━━━ EXCERPTED RECORDS

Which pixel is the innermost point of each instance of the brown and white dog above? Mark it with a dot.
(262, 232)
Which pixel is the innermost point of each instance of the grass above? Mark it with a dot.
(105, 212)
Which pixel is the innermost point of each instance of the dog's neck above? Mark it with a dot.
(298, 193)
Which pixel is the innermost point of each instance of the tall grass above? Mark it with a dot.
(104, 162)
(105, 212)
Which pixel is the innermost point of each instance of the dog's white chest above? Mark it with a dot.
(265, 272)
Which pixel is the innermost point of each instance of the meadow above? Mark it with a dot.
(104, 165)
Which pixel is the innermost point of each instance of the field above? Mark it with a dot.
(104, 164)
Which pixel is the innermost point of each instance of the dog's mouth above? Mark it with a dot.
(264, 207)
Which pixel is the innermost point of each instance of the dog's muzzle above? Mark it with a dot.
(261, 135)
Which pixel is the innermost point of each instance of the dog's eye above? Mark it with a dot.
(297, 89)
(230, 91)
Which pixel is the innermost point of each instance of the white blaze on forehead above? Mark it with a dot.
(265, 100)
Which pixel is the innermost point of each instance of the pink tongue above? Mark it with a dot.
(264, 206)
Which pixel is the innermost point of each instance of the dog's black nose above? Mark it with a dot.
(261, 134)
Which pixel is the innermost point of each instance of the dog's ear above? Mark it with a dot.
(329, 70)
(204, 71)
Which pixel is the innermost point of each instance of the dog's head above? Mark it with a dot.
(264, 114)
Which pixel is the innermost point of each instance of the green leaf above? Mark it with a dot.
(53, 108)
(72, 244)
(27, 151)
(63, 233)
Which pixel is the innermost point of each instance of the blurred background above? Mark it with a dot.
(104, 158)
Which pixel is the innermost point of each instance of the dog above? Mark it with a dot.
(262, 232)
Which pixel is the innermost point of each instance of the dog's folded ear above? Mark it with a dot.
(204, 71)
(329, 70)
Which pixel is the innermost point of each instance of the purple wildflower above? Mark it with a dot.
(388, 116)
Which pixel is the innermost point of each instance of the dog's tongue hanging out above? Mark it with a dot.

━━━━━━

REQUIREMENT - Copy all of the data above verbatim, from the first line through the last, changing nothing.

RESULT -
Which pixel is the innermost point of each instance of the brown and white dog above? Mark it with a dot.
(262, 232)
Which pixel is the innermost point of each instance of the grass above? Mark it with a dot.
(105, 212)
Which pixel is the innermost point of each instance of the dog's neck above? Mark it with a dot.
(298, 193)
Which pixel is the innermost point of each instance of the tall grass above? Mark it with a dot.
(104, 162)
(105, 212)
Which pixel is the innermost point of each instance of the dog's white chest above? Mark it with a dot.
(265, 272)
Which pixel is the innermost point of each instance of the meadow above? Mark it with a dot.
(104, 165)
Which pixel is the innermost point of each instance of the field above? Mark it with a dot.
(104, 164)
Which pixel is the innermost point of each instance of the dog's mouth above? Mark it with a dot.
(264, 207)
Which pixel is the innermost point of each instance of the dog's muzzle above? Mark it with a dot.
(261, 135)
Which pixel is the innermost point of each instance of the dog's eye above? Mark it with a dot.
(297, 89)
(230, 91)
Which pixel is the innermost point of each instance of the white blaze on forehead above? Mark it with a dot.
(265, 100)
Which pixel is the innermost point of each instance of the pink tongue above? Mark it with a dot.
(264, 206)
Which pixel is the innermost point of each instance of the dog's black nose above? Mark it with a dot.
(261, 134)
Which pixel is the innermost point of each instance of the dog's ear above? Mark it with a dot.
(329, 70)
(204, 71)
Which pixel is the innermost point of each instance of the dog's head above? Mark it with a dot.
(264, 114)
Which pixel is the innermost point of each instance of the green leaf above? Mark it with a dot.
(53, 108)
(72, 244)
(27, 151)
(63, 233)
Which pixel is the innermost point of each instance of the blurred background above? Mark it with a dot.
(104, 158)
Which pixel is the innermost point of each instance of the dog above? Mark it with a dot.
(262, 232)
Which pixel is the innermost point of each instance of the dog's folded ear above? Mark it with a dot.
(204, 71)
(329, 70)
Which pixel is the innermost point of each instance of the purple wildflower above? Mark it with a dot.
(388, 116)
Which pixel is the innermost point of each instance of the dog's tongue hanging out above? Mark it with a dot.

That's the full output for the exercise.